— Dataset extract —
%%
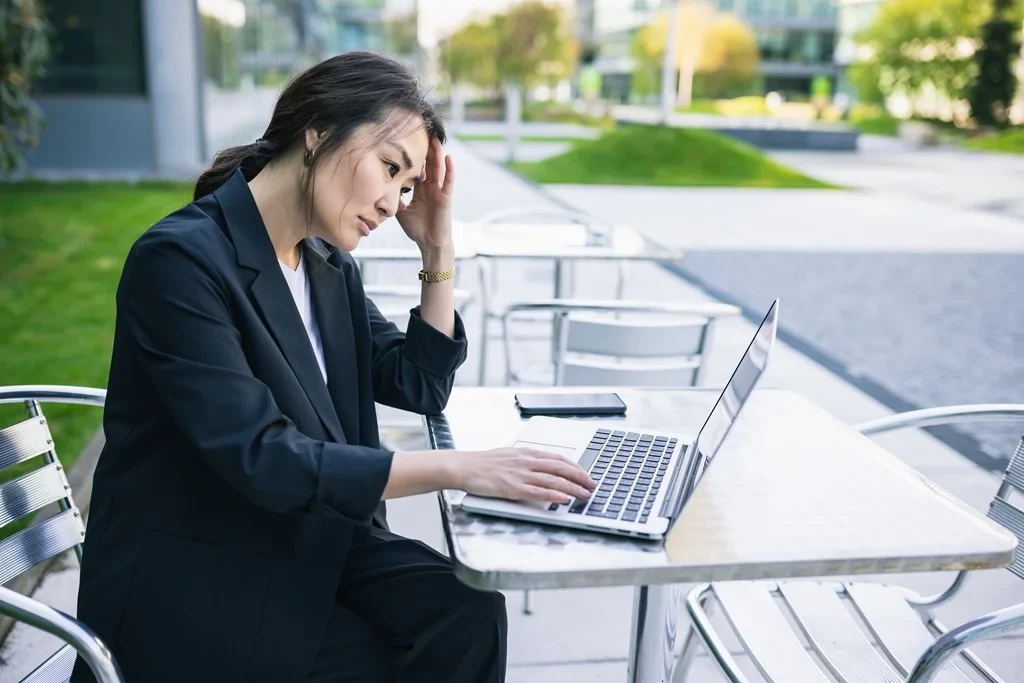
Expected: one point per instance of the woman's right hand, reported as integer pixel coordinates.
%%
%%
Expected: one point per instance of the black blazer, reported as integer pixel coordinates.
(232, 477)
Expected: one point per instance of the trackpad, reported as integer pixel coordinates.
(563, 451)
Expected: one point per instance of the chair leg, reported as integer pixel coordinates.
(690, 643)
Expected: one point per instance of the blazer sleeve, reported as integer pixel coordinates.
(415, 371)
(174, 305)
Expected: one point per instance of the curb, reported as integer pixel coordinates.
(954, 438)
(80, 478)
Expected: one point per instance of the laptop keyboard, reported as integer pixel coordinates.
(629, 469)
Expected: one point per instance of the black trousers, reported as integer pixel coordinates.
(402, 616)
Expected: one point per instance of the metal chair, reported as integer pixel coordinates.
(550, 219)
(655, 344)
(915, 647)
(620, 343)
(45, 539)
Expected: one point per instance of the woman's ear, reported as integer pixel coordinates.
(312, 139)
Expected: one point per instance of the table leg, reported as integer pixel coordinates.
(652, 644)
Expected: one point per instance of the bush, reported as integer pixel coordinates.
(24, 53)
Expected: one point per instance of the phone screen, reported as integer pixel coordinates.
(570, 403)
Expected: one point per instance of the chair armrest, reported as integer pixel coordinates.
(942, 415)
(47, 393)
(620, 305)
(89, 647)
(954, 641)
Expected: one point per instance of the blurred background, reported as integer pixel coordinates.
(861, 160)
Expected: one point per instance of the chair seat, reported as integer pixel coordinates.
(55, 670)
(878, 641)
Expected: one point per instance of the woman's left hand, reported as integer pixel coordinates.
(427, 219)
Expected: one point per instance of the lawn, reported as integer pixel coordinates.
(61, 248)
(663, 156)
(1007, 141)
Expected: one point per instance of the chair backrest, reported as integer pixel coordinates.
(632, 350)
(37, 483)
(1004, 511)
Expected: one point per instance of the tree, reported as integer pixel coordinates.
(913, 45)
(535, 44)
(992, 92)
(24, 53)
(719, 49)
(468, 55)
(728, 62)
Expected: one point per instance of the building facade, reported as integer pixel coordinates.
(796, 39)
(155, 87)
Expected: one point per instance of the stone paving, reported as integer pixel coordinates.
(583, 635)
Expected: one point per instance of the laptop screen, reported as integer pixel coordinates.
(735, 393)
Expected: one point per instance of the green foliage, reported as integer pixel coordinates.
%%
— What the exercise asks —
From the data above, output exactly the lines between the one containing "Expected: one point per instance of the table" and the one containing "Expected: one point per instance of the green", counting both of them.

— Answer box —
Expected: one point per instance of the table leg, reported as integer pixel coordinates.
(652, 644)
Expected: one point per instance of the bush, reported as integer pixel coordinates.
(24, 53)
Expected: one point per instance of the phone screen, reported as integer pixel coordinates.
(570, 403)
Expected: one point per instance of the chair armrest, reported as integer pixel coordinates.
(942, 415)
(47, 393)
(620, 305)
(89, 647)
(954, 641)
Expected: one point per instance of the blurred background, reported as integer pixel coordinates.
(861, 160)
Expected: one point per instance of the chair seat, reported as integer pixel coordinates.
(55, 670)
(878, 641)
Expected: one point per instance of the woman's left hand, reported as integer pixel coordinates.
(427, 219)
Expected: one point per instance of the lawn, reported as integer pixel coordinates.
(61, 248)
(663, 156)
(1007, 141)
Expected: one point per instance of the chair backrest, reported as integer pixel coordinates.
(632, 350)
(37, 483)
(1004, 511)
Expected: one point per instance of the tree, reported as integer pixel coordinates.
(913, 45)
(535, 44)
(992, 92)
(24, 53)
(719, 49)
(468, 55)
(728, 62)
Expected: one point per instance of the building facade, reported as integer pixel coordinates.
(796, 39)
(155, 87)
Expected: one point per instance of the stone paving, reported as integer pixel coordinates.
(583, 635)
Expected: one point per instance of the laptop screen, reported as integer pixel coordinates.
(735, 393)
Expected: one point per instance of the green foliage, reported as integer pixel coordinates.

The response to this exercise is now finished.